● **WORK ITEM**
Repeat word for word the portion of the one-finger game design post that opens with the words containing "Miguel is a" and closes with "simple reason: Accessibility.".

● **GIVEN PASSAGE**
####
Miguel is a software engineer and indie game developer currently based in the UK.
He occasionally blogs about software design, continuous integration and game development with Godot Engine.

Game design: one finger to rule them all

Everyone owns a smartphone nowadays. People are swiping within their apps up and down, left and right, panning in and double tap whenever they get the opportunity. What people definitely don’t want is having to use more than a single finger. When looking at popular apps like Instagram, Twitter or Boost, the entire UX flow is designed for single-hand use. Game developers such as King have taken that principle to another level for a simple reason: Accessibility.

If you want your game to be played by the masses, it needs to be accessible. In order for a game to be accessible, it needs to be supported by the hardware and the user should not get confused how to actually play the game. Many mobile games have long and annoying tutorials, explaining the complex UI and input methods such as buttons and virtual HUDs. Personally, I always disliked the fact that controls are being emulated on smartphones via HUDs like this:


Especially on a busy train or a cigarette in one hand, playing those kind of games can be quite tricky. Why don’t all mobile games just have simple One Finger to Rule them All controls?

Simple controls are challenging

There is a simple reason why so many games try to avoid simple input but instead use more complex input mechanisms: it can become rather complicated to communicate how the game can be played, when there is just a single input method! On the other hand, as a user I do not want to read through manuals or tutorials to learn how to actually play the game. Time is much better spent and there are so many games out there which do not require any tutorials whatsoever. Thus, designing a simple input system which can be just with just one finger is key. Before we can implement simple input, the following questions need to be answered:

  • how does the player know if he should swipe, pan or where to click?
  • how do I prevent that the player accidentally uses wrong controls?
  • how can I ensure the player learns the controls naturally by just trying out?

Answering these questions gave me confidence to build all my games with simple controls. This made designing UI components rather hard but eventually paid of by having a really simple game experience.

The more limited the controls are, the more accessible the game is. However, the amount of input combinations decreases with limited controls.

Finding the perfect balance between those two is the real challenge.

A first approach

Currently I am working on a small game called scape - it is a fast-paced 2D platformer written in Java, using my gamejam framework called braingdx. You play a little virus infecting a compuer system. I got inspired by Yoo Ninja!, one of my favourite Android games:


Basically, the idea is to reach the end of the level without falling out of bounds. Touch the screen to jump (and effectively flip gravity). This is how my game scape loks like:


The first thing the player does is touching the screen and one notices that the character will jump as a consequence. However, this has some impact on the initial game design:

  • the player should not be punished for not touching the screen initially
  • the player should notice that he needs to do something in order to progress
  • the player should also learn in the beginning what the consequences are if no action is taken

To solve all these questions I did a simple trick: I placed a block in front of the player. As a result the player bumps into the block at some point, gets stuck and the moving camera will kill the player if out of bounds:


The player has no other choice than trying to touch the screen. Each level has been designed so the player automatically initiates actions to play the game, without having an explicit tutorial:


As a game designer, this is not obvious at first. Only after a couple of iterations I can eventually refine the level structure to ensure the best possible game experience.

The dark side of the moon

Having a character jump via touch is not the most difficult mechanic. The One Touch Mechanic made things especially more tricky when it came to menu flow:

  • how do I communicate to the player that he has to swipe in order to switch to the next level in the stage selection?
  • how does a player know he needs to touch the screen to enter a level?
  • how does a player know he requires to keep the screen touched to skip a cutscene?

Those questions are just partially answered and I am currently about to rewrite the entire menu flow to improve on that drastically.
####
● **DATASET CONTENT**
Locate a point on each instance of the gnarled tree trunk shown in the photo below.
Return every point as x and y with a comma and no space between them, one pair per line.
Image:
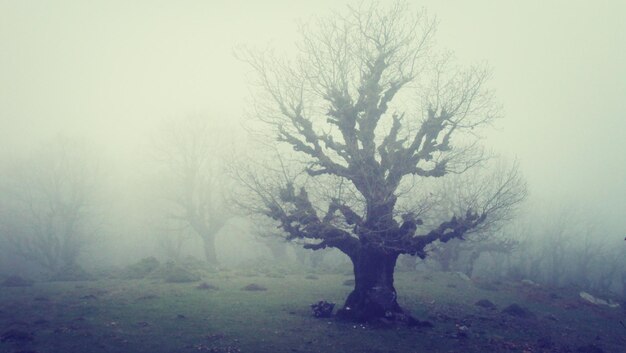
374,295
####
● **RESPONSE AREA**
Miguel is a software engineer and indie game developer currently based in the UK.
He occasionally blogs about software design, continuous integration and game development with Godot Engine.

Game design: one finger to rule them all

Everyone owns a smartphone nowadays. People are swiping within their apps up and down, left and right, panning in and double tap whenever they get the opportunity. What people definitely don’t want is having to use more than a single finger. When looking at popular apps like Instagram, Twitter or Boost, the entire UX flow is designed for single-hand use. Game developers such as King have taken that principle to another level for a simple reason: Accessibility.